Extract from the data below every line that contains the string "tabletop", keeping the lines in their original order.
>>>>
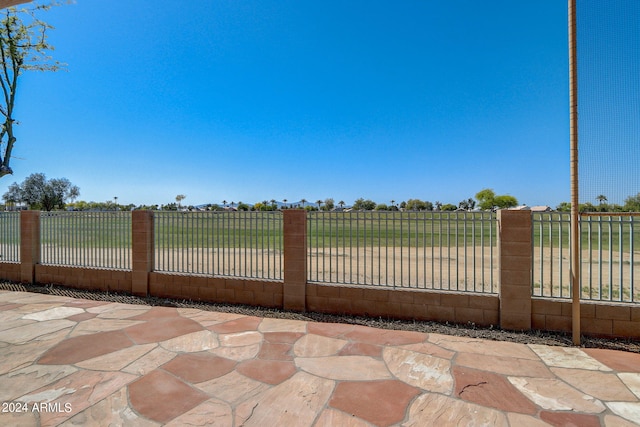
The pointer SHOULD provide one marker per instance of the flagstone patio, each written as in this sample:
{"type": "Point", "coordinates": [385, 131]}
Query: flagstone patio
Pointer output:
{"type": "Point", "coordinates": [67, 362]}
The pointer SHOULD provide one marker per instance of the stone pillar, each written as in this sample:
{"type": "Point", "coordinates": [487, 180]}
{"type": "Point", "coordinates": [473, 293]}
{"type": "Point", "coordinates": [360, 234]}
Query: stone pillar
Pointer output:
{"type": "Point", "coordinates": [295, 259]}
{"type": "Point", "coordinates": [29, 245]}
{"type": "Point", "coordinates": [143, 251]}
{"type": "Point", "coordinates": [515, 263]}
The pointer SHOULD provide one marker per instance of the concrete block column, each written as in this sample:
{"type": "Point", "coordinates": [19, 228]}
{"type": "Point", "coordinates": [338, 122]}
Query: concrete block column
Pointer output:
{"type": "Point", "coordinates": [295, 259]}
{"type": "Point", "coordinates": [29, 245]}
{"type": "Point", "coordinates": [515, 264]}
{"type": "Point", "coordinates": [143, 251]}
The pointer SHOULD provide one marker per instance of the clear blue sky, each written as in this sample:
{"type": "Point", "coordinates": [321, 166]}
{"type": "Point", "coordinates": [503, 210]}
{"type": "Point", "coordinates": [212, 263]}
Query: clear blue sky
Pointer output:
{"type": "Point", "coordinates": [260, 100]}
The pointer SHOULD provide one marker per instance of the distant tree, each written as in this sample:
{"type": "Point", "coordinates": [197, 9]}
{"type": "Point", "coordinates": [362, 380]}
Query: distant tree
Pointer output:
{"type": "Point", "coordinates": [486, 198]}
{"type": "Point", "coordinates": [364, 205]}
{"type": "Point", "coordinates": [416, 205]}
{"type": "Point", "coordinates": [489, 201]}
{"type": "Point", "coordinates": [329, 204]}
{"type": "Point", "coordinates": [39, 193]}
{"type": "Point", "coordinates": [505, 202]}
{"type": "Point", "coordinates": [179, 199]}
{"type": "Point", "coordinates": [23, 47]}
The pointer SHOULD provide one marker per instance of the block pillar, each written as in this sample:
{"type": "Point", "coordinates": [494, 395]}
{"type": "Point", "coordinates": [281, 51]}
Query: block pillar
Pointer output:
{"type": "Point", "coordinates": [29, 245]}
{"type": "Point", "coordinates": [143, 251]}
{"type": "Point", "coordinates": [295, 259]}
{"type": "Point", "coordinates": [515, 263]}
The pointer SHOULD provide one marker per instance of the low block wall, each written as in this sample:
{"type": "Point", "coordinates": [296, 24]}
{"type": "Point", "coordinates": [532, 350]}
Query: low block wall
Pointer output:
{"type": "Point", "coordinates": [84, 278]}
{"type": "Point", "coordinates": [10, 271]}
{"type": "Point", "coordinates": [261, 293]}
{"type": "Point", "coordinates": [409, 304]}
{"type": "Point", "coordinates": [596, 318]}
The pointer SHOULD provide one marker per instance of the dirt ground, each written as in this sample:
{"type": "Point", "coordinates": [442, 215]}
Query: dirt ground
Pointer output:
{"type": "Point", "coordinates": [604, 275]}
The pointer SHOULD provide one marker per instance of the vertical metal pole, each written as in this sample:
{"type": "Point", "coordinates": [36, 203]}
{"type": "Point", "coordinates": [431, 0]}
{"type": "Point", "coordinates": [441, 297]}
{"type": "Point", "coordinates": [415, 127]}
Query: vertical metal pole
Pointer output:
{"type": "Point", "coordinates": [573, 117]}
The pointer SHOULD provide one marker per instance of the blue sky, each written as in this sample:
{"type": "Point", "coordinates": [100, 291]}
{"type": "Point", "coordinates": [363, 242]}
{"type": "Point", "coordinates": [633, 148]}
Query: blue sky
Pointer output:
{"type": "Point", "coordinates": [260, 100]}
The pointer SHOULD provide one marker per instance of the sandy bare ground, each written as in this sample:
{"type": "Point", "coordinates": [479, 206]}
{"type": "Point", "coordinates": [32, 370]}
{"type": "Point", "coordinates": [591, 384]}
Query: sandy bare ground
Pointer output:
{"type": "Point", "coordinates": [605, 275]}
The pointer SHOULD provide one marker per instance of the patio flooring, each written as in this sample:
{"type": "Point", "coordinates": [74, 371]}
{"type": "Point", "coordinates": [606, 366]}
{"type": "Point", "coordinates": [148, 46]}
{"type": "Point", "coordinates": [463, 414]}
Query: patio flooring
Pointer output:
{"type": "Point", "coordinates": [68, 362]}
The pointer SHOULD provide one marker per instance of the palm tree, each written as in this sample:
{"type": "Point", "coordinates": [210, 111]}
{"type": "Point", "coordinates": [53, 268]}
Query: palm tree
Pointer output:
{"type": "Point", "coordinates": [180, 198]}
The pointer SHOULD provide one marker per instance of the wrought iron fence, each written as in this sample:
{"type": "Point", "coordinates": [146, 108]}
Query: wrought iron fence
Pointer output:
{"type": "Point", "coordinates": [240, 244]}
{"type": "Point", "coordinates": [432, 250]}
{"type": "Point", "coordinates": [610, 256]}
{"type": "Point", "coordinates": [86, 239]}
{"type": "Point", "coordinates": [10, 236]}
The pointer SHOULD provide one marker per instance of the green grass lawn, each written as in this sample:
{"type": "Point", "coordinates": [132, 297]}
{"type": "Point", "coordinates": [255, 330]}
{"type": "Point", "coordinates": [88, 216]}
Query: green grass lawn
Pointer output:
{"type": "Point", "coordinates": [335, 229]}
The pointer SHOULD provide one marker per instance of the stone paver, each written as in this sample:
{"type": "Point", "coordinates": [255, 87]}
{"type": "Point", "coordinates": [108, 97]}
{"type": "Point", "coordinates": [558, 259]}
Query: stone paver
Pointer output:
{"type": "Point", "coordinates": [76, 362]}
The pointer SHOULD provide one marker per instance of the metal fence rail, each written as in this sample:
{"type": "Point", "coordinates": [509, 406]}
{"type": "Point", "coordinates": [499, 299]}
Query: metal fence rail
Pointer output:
<<<<
>>>>
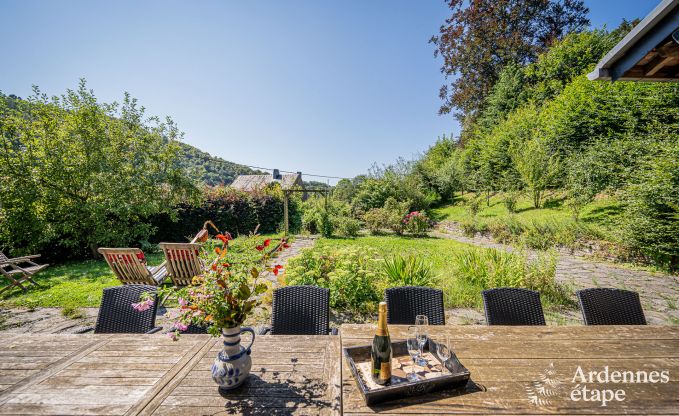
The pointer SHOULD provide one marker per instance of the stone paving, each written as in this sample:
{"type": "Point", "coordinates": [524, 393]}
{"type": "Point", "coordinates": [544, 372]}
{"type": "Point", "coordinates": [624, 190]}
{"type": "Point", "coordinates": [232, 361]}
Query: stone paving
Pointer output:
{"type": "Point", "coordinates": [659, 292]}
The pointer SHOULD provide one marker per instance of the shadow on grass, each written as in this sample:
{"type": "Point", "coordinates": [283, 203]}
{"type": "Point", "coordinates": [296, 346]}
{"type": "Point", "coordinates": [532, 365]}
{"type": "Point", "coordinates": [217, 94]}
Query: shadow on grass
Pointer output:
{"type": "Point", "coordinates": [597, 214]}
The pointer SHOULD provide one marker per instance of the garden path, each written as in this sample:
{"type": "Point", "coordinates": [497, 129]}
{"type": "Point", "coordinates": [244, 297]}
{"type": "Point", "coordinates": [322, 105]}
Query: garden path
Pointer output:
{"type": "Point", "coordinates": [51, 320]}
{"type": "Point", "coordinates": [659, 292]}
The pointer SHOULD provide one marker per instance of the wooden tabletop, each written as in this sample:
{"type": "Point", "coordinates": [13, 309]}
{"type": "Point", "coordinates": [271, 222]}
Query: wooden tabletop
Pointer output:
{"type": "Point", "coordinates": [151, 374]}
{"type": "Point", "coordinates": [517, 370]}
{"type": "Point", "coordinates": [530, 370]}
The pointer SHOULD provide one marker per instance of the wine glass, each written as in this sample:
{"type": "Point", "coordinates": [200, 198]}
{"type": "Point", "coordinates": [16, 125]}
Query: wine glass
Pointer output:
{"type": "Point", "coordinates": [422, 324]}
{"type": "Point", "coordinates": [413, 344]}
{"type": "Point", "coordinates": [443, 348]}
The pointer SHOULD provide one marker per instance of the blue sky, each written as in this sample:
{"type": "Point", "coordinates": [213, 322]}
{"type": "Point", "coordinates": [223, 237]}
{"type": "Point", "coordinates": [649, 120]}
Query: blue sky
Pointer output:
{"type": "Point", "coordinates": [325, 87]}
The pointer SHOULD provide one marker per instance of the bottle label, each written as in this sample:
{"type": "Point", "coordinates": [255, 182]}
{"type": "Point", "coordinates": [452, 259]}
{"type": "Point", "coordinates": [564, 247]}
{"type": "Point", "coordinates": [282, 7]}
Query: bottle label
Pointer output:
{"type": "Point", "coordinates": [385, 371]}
<<<<
* _Exercise response_
The pointer SHOULD provide one marker per instance of the wooden tabletop, each written as in this sample:
Query: wooden tabletop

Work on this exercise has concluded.